▸ **Work to be completed**
Return, exactly and in full, the lines of the records below starting at the one with "One point lands on every instance of the yellow" and ending at the one with "Target: toilet bowl", and no other lines.

▸ **Recorded information**
•••••
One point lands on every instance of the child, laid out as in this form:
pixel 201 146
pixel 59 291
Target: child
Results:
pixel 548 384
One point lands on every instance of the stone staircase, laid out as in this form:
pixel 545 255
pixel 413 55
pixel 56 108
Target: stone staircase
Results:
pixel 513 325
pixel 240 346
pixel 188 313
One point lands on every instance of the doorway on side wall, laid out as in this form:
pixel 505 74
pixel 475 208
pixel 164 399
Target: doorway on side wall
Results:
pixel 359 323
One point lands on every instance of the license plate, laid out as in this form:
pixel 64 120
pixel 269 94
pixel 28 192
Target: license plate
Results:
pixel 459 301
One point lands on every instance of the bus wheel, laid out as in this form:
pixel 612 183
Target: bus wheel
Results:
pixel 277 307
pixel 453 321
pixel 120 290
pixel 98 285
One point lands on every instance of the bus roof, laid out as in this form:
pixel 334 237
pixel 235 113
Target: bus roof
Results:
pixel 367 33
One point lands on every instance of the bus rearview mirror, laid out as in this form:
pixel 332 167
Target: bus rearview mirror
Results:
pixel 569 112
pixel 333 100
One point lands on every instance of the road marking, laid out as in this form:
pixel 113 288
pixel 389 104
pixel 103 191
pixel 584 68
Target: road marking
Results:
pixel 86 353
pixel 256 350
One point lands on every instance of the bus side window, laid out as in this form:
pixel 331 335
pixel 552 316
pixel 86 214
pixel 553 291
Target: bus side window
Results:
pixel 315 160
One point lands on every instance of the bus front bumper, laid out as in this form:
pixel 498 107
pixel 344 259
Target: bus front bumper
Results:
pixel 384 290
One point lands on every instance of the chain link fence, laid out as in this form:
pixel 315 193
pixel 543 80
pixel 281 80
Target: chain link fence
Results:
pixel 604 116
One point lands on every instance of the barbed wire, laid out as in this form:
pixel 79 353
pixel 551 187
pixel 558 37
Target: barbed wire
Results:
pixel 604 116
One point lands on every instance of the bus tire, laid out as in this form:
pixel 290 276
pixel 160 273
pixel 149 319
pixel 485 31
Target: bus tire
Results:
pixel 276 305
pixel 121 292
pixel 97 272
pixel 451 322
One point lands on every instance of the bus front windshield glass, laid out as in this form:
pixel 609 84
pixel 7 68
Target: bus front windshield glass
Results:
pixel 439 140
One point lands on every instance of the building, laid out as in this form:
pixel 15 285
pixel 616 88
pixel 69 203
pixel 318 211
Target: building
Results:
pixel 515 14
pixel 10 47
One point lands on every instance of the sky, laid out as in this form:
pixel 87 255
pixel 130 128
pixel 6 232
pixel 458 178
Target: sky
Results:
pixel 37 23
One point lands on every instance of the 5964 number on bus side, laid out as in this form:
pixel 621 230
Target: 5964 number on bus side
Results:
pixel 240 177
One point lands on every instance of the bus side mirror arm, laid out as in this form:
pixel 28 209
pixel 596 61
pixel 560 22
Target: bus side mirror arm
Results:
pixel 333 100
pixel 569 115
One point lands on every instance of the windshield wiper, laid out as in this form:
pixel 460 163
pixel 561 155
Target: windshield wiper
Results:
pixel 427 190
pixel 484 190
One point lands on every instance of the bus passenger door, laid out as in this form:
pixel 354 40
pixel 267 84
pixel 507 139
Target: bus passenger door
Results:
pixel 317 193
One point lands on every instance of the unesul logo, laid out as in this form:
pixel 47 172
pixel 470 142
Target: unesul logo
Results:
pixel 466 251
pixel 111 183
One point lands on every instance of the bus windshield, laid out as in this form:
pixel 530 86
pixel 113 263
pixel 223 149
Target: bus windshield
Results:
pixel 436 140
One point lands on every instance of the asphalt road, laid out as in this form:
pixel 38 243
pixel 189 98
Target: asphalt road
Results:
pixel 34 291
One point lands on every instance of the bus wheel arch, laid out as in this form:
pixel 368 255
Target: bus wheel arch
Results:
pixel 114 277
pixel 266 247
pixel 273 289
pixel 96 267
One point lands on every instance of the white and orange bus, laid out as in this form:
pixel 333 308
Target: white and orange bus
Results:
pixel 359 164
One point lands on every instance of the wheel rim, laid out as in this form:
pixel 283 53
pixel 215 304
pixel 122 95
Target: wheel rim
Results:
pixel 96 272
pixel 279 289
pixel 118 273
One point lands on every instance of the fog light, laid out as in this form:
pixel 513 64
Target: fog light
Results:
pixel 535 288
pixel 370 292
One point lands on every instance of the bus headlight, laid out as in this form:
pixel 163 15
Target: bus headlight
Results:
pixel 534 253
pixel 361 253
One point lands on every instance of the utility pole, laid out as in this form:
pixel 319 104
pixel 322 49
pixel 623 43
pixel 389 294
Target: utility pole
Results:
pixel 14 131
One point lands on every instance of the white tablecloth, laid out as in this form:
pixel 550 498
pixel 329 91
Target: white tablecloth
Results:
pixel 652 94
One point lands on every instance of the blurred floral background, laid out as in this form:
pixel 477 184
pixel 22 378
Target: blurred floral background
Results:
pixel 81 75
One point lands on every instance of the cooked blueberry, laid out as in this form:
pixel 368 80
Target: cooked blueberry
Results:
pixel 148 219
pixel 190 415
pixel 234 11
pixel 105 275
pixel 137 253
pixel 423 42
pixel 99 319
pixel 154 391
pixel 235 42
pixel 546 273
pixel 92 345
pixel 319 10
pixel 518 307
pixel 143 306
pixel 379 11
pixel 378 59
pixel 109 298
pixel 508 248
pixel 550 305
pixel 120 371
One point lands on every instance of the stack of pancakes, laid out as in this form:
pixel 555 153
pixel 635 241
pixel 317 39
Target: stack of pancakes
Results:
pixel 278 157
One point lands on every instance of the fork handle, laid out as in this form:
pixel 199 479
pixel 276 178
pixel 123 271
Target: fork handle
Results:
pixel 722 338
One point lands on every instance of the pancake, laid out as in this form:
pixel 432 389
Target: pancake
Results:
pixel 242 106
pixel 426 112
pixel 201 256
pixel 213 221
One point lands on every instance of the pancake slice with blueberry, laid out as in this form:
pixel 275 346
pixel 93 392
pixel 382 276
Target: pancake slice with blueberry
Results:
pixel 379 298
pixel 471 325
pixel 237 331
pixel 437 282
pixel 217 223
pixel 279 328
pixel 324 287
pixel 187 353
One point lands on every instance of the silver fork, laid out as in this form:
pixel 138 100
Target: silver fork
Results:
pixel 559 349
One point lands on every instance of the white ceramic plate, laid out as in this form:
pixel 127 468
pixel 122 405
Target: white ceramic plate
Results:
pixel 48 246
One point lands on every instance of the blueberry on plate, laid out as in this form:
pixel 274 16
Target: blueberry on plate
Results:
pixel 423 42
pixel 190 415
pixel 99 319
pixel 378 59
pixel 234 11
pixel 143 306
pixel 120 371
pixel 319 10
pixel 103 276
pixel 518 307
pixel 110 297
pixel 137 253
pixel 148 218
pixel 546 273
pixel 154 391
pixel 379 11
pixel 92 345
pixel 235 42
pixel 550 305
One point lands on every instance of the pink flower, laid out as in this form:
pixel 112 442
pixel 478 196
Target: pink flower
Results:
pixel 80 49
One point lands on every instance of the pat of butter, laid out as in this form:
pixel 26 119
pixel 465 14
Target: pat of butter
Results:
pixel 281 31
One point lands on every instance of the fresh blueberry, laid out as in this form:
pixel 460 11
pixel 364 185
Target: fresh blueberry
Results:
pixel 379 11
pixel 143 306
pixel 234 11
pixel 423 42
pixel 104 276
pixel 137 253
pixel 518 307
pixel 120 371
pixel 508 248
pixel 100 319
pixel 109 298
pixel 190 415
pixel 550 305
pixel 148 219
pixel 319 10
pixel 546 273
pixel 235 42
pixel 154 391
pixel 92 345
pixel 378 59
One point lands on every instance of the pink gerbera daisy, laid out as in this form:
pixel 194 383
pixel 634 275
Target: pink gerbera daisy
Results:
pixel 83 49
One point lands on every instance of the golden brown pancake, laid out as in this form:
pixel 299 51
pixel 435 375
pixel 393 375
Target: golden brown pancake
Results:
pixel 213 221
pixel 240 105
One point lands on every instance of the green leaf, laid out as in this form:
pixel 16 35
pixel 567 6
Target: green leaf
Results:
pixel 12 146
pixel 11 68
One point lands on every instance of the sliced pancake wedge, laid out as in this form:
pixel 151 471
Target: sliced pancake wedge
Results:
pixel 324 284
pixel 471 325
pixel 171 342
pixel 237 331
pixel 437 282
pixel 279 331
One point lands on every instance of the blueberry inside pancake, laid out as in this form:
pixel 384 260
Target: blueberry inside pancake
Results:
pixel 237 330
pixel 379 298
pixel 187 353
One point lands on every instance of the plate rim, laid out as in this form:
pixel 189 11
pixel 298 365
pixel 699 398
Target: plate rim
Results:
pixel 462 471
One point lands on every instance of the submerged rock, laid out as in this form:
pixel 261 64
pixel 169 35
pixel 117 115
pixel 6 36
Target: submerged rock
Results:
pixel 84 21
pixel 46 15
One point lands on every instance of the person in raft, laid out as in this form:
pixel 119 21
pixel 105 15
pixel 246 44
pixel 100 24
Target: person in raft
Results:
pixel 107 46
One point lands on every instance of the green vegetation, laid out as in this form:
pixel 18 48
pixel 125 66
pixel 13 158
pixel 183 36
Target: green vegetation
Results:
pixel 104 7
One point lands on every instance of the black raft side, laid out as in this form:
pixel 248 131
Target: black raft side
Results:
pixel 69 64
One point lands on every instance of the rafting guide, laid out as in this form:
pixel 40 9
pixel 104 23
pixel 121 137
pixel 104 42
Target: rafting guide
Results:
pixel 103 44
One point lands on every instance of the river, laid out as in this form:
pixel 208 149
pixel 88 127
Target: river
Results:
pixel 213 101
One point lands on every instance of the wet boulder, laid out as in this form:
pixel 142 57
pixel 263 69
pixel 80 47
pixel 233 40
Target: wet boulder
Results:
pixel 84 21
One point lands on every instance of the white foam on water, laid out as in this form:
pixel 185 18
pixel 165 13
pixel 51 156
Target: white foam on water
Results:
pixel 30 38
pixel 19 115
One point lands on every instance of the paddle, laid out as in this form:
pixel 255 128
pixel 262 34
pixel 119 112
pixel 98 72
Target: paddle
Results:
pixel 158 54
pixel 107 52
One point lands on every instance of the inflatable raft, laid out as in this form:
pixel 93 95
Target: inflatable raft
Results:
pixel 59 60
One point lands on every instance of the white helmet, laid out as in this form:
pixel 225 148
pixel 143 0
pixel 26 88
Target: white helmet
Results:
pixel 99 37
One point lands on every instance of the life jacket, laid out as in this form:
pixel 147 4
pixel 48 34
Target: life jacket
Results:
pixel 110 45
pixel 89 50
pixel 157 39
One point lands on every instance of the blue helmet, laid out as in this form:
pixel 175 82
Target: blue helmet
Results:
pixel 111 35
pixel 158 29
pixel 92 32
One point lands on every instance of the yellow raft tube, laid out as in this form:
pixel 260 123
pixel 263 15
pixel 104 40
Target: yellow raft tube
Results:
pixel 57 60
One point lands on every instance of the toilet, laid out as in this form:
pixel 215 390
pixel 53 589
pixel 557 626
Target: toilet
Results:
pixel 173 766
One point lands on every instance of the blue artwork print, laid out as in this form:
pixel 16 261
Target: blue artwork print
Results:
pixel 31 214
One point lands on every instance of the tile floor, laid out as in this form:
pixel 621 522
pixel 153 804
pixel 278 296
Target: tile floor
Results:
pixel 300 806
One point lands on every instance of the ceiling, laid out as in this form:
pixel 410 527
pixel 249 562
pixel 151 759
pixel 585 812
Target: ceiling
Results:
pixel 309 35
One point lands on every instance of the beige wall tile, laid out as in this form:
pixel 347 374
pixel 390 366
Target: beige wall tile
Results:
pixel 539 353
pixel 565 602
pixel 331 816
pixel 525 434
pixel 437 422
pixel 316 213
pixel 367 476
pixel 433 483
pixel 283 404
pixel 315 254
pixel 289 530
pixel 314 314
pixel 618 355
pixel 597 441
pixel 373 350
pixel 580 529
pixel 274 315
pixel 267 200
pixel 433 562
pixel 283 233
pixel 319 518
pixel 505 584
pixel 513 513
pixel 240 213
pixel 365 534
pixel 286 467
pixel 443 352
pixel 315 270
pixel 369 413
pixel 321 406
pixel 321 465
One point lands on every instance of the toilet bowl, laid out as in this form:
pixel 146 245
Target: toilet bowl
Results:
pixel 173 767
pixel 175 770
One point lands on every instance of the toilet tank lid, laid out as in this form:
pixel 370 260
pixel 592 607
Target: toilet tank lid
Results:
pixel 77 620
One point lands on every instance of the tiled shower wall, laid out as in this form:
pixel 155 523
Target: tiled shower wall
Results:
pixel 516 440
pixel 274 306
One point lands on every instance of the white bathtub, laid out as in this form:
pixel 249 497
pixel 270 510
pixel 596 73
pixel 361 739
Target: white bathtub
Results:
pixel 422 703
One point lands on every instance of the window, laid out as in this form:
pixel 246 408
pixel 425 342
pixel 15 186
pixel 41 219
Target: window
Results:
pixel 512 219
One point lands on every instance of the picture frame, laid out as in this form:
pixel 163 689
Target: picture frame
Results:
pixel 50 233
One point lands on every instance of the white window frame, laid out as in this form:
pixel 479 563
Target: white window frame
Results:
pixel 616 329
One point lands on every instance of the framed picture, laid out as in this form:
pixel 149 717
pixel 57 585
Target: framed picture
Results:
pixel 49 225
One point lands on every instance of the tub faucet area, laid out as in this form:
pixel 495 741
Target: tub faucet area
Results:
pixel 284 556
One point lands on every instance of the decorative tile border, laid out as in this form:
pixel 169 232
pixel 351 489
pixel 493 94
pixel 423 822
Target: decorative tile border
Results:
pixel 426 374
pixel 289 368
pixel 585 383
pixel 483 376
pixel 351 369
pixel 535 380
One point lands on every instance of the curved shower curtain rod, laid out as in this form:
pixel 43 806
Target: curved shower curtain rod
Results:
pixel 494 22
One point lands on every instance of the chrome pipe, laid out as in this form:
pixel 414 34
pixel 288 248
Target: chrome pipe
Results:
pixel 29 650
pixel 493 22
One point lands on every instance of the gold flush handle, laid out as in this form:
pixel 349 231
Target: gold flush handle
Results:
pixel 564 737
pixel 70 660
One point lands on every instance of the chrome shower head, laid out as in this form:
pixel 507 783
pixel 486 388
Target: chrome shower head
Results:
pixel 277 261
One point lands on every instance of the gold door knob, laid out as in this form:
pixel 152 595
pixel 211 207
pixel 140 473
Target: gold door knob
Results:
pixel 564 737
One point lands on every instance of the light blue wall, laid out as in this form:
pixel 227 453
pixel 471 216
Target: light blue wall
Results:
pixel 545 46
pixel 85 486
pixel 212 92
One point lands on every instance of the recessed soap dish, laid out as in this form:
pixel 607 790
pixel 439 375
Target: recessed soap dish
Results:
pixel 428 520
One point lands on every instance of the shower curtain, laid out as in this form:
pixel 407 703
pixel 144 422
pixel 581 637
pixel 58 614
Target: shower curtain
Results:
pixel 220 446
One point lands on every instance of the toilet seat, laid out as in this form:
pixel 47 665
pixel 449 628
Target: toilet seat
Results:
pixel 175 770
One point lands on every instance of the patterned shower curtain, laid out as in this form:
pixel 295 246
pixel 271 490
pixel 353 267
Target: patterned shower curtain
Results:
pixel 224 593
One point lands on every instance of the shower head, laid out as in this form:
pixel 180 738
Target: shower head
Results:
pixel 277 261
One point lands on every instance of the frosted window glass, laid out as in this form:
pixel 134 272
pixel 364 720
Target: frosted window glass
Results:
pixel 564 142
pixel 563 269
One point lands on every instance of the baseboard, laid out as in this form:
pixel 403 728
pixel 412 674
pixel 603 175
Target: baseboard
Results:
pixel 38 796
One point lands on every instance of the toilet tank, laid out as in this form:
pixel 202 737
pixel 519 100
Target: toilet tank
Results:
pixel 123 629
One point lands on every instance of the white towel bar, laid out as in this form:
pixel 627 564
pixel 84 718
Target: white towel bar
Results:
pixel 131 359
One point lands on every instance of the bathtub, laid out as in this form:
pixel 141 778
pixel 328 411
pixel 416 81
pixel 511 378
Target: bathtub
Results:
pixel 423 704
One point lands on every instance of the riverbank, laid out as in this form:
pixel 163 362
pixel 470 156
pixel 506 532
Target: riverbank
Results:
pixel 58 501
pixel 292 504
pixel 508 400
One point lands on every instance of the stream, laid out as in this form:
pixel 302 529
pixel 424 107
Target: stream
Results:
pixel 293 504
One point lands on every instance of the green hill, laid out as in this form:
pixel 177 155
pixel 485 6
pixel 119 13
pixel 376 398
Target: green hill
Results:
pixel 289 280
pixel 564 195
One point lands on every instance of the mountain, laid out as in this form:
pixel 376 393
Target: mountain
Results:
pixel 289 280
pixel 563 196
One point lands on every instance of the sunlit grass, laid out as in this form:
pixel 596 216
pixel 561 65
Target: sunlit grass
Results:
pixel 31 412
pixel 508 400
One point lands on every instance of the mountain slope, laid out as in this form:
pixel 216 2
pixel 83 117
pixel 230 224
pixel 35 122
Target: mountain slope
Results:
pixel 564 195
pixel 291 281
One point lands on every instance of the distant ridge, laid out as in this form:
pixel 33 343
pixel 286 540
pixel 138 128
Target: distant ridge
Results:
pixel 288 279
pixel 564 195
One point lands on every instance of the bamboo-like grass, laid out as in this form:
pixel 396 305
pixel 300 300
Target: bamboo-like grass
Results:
•••••
▸ **Your response**
One point lands on every instance of the yellow raft tube, laid out as in this form:
pixel 260 123
pixel 263 15
pixel 104 40
Target: yellow raft tube
Results:
pixel 57 60
One point lands on every instance of the toilet, laid out as in this form:
pixel 215 390
pixel 53 589
pixel 557 626
Target: toilet
Results:
pixel 173 766
One point lands on every instance of the blue artwork print, laid out as in this form:
pixel 16 261
Target: blue artwork print
Results:
pixel 31 214
One point lands on every instance of the tile floor, laid out as in this form:
pixel 621 522
pixel 153 804
pixel 278 296
Target: tile floor
Results:
pixel 300 806
One point lands on every instance of the ceiling, laid out as in this form:
pixel 410 527
pixel 249 562
pixel 151 759
pixel 585 812
Target: ceiling
Results:
pixel 309 35
One point lands on every instance of the beige wall tile, laid out as in this form:
pixel 347 374
pixel 390 366
Target: beige wall tile
Results:
pixel 539 353
pixel 565 602
pixel 331 816
pixel 525 434
pixel 437 422
pixel 316 213
pixel 367 476
pixel 433 483
pixel 283 404
pixel 315 254
pixel 289 530
pixel 314 314
pixel 618 355
pixel 597 441
pixel 373 350
pixel 580 529
pixel 274 315
pixel 267 200
pixel 433 562
pixel 283 233
pixel 319 518
pixel 505 584
pixel 513 513
pixel 240 213
pixel 365 534
pixel 286 467
pixel 443 352
pixel 315 270
pixel 369 413
pixel 321 406
pixel 321 465
One point lands on every instance of the toilet bowl, laid out as in this form:
pixel 146 245
Target: toilet bowl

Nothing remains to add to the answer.